Object position labeling records:
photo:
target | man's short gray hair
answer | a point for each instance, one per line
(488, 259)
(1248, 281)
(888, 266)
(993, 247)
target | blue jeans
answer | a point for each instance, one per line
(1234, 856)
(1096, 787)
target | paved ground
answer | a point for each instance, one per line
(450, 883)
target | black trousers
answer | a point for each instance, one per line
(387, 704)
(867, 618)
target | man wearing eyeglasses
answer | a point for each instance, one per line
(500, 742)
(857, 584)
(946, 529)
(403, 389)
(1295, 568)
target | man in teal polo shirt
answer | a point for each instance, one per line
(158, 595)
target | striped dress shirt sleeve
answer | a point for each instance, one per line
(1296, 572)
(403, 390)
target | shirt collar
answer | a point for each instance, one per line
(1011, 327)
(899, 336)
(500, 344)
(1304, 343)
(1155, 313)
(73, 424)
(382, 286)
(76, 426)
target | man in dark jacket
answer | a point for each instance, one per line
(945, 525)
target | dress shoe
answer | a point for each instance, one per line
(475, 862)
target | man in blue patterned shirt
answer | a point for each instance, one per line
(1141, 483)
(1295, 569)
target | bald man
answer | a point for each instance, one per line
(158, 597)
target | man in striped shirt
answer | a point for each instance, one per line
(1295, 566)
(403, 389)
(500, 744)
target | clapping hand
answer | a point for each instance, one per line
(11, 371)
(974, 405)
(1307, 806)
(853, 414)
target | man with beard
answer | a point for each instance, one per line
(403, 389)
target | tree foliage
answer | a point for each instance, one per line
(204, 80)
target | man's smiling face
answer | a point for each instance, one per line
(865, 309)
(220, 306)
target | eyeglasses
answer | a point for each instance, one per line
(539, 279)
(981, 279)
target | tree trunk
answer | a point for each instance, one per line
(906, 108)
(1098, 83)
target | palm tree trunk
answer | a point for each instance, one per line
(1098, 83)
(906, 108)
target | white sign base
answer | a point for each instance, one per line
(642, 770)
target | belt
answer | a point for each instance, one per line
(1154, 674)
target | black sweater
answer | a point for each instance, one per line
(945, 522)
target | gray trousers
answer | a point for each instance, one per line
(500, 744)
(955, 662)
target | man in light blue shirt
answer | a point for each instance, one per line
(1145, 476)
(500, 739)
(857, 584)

**Do this**
Copy all of the records above line for line, with no changes.

**Solved problem**
photo:
target | man's short gray hair
answer | a point for each instance, one per line
(488, 259)
(1248, 281)
(888, 266)
(993, 247)
target | blue jeans
answer | a point for each instance, one per line
(1234, 856)
(1096, 787)
target | paved ground
answer | a point for each instance, one per line
(450, 883)
target | black trousers
answer | a point for each instance, one per line
(387, 704)
(867, 618)
target | man wearing eyeglasses
answer | a point for each instance, one per line
(500, 742)
(857, 584)
(946, 529)
(403, 389)
(1295, 568)
target | man in teal polo shirt
answer | a point for each instance, one per line
(158, 595)
target | striped dress shirt sleeve
answer | a point for each instance, one per line
(1296, 572)
(403, 390)
target | shirt collar
answer | a point for each instance, one per line
(1011, 327)
(899, 336)
(500, 344)
(1304, 343)
(1155, 313)
(73, 424)
(382, 286)
(76, 426)
target | man in dark jacket
answer | a point for each instance, one per line
(945, 525)
target | dress shoe
answer | a point for each instance, one per line
(475, 862)
target | man in blue patterned shirt
answer | a point for each instance, one per line
(1141, 483)
(1295, 569)
target | bald man
answer | a point for each instance, one per line
(158, 597)
target | man in striped shirt
answer | a point for each instance, one per line
(1295, 566)
(403, 389)
(500, 744)
target | clapping hand
answer | a point for each instance, one per line
(11, 371)
(974, 405)
(1307, 806)
(853, 414)
target | man with beard
answer | a point for each instance, one per line
(403, 389)
target | tree foliage
answer | a point for each instance, one per line
(204, 80)
target | man's smiling face
answer | a point for each instance, one per line
(865, 309)
(220, 306)
target | eyeglasses
answer | a point for each instance, one per line
(539, 279)
(981, 279)
target | tree trunk
answer | a point for each instance, one per line
(906, 108)
(1098, 83)
target | palm tree trunk
answer | a point for each instance, one per line
(1098, 83)
(906, 108)
target | white sign base
answer | a point for each instance, one per line
(642, 770)
target | belt
answer | a point for each instance, one per line
(1154, 674)
target | black sweater
answer | a point for each instance, one per line
(945, 522)
target | gray trousers
answer | a point for each instance, one per line
(500, 744)
(955, 662)
target | man in light blue shirt
answer | a point for each instance, one per line
(1145, 476)
(500, 739)
(857, 584)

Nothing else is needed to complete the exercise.